■ Source passage
▼

Big question is if the Twins pitching staff is any better


After a third straight 90 loss season (96 last year), most people probably think the Minnesota Twins finished last in the American League Central division.

It's easy to misremember, but actually, they finished three games ahead of the White Sox, who lost 99 games. But as bad as the White Sox were, their pitching staff finished with an earned-run average (ERA) of 3.98. Not bad considering the Twins had a team ERA of 4.55, only the Houston Astros, who lost 111 games, were worse (4.79).

But Minnesota's bullpen was actually pretty good. The starting pitching, however, was downright brutal, finishing with an MLB-worst 5.26 ERA. No other team's starting staff posted an ERA worse than 4.81. In addition, the Twins totaled just 62 quality starts (six innings pitched with three earned runs or less allowed) – meaning they played 100 games without a quality start. In contrast, the Tigers, who represented the AL in the World Series, led the majors with 108 quality starts.

The big question entering a new season is how good the 2014 starting staff will be.

CBS Sports calls new acquisition and Opening Day starter Ricky Nolasco a "modestly better-than-average starter," and fellow newcomer Phil Hughes a starter "whose performance has never matched up with his upside." Hughes has outstanding potential, but Nolasco is the workhorse the Twins wanted. 

The team signed him to the largest free-agent contract in team history during the offseason when he agreed to a four-year $49 million contract.

▲

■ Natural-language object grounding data
▼

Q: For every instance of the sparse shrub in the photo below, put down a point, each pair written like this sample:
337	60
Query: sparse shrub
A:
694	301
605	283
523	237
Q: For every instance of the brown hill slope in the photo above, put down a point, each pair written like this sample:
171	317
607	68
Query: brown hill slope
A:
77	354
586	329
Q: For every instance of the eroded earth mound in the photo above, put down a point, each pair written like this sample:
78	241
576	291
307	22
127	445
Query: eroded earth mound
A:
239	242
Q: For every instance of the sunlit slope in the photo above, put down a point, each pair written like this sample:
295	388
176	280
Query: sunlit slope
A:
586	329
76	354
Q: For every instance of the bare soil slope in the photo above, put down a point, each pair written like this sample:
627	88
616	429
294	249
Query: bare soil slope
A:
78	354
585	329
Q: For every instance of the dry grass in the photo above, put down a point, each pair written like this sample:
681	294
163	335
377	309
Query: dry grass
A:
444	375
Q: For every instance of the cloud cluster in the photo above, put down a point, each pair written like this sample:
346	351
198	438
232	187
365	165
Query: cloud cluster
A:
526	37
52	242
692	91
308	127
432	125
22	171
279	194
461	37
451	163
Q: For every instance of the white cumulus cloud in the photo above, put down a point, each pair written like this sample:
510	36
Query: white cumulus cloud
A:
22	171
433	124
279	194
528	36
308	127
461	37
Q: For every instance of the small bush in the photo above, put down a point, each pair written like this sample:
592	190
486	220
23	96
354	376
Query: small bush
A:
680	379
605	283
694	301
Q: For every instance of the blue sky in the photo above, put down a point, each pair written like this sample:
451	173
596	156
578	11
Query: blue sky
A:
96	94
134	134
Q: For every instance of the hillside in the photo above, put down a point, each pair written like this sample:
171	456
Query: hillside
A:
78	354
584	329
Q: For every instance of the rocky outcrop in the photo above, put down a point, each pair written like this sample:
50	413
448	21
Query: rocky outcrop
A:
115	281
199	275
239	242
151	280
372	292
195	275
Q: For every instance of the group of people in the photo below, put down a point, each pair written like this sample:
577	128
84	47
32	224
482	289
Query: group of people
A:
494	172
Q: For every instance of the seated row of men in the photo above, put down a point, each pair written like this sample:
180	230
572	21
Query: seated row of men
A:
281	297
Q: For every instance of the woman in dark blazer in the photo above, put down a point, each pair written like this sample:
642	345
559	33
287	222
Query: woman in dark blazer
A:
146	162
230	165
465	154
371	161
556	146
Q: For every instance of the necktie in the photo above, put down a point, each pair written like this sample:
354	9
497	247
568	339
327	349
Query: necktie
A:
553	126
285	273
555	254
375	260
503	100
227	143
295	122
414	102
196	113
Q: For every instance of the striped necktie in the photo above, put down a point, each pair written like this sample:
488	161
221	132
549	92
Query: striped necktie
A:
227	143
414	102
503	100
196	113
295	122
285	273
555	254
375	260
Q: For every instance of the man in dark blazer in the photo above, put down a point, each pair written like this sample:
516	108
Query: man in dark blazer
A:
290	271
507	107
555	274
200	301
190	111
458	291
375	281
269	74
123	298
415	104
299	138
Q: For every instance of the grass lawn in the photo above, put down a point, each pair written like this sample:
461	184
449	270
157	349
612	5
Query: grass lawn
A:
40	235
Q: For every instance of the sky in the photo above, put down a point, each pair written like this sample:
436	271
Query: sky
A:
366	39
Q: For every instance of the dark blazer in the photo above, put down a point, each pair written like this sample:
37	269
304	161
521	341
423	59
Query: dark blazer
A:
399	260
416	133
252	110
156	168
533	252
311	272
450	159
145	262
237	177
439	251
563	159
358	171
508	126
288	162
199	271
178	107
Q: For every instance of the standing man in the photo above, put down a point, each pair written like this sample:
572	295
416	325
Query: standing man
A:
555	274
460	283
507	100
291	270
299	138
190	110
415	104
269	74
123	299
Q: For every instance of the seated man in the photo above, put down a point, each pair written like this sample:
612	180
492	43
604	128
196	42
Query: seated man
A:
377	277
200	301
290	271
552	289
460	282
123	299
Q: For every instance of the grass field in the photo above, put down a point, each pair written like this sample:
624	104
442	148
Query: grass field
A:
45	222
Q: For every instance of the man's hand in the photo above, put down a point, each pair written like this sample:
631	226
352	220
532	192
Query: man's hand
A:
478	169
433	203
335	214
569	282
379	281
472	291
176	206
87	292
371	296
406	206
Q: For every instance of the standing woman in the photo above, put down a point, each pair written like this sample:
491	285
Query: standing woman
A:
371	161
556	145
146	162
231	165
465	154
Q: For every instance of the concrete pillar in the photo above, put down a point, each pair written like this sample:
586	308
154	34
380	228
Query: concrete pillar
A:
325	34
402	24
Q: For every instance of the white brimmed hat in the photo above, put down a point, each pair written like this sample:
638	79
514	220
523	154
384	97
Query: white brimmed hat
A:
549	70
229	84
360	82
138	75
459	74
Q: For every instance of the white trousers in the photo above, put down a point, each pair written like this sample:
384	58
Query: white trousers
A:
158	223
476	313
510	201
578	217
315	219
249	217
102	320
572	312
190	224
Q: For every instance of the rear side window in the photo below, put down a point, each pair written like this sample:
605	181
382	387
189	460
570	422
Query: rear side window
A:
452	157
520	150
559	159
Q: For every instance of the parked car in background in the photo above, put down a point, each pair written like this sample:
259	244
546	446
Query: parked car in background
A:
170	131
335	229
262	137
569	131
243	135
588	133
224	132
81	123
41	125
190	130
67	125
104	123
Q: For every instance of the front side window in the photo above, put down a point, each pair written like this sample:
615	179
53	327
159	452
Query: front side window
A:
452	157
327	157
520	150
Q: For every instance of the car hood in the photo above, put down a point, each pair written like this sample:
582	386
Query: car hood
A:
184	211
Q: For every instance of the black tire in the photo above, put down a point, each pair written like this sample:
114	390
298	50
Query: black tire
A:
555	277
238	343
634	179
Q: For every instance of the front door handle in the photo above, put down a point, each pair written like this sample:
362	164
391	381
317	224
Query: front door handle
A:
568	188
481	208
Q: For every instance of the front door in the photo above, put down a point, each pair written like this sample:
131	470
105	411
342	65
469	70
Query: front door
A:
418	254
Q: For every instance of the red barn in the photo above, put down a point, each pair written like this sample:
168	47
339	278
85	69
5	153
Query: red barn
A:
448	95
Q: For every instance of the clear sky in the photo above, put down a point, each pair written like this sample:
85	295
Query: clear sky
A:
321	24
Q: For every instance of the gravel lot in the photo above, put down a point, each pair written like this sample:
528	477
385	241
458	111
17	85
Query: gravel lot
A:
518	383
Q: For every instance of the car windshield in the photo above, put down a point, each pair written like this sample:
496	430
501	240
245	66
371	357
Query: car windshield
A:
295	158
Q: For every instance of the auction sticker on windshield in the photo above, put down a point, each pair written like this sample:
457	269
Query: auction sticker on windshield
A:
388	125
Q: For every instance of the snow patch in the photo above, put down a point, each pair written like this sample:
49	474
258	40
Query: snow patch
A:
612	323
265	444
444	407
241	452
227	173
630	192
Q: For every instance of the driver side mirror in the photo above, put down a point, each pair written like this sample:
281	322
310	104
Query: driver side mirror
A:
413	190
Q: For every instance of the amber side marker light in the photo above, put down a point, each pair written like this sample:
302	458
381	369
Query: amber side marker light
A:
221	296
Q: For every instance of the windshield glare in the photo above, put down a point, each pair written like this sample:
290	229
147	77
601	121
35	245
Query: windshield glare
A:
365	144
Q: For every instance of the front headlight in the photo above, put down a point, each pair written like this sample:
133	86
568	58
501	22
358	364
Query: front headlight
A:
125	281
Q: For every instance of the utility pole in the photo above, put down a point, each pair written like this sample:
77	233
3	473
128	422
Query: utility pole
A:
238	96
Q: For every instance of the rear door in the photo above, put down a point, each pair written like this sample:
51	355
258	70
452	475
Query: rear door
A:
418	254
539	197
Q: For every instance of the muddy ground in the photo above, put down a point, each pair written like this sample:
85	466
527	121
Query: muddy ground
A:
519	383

▲

■ What to do
1. Name every Major League Baseball team mentioned in the article on the Twins pitching staff.
2. Extend the article on the Twins pitching staff, starting after its final sentence.
The records are separate material and have no connection to the Twins article.

■ Task responses
1. Minnesota Twins, White Sox, Houston Astros, Tigers

2.
Twins pitching coach Rick Anderson told FOX Sports Net, "We're real excited about the rotation. Our objective is to have 200-inning guys who can go deep in a game, which is huge."

In reality, the Twins haven't had a 200-inning pitcher since Carl Pavano threw 222 innings in 2011.

The Twins are hoping the next guy will be Nolasco. He is coming off a solid 2013 season split between the Marlins and Dodgers. Nolasco posted a 3.70 ERA in 199 1/3 innings as he made 33 starts. It was the fifth time in six seasons that he made at least 30 starts.

"He adds stability," assistant general manager Rob Antony told "It is one of the things we were striving for. He can give you innings and keep you in games. Is he your prototypical No. 1? No. Is he our most reliable guy? Yes. He has earned the right to be the Opening Day starter."

Hughes was disappointing in 2013, he was 4-14 with the Yankees. But he has previously been a 16- and 18-game winner.

Then there are three returning starters: Kevin Correia, Mike Pelfrey and Kyle Gibson.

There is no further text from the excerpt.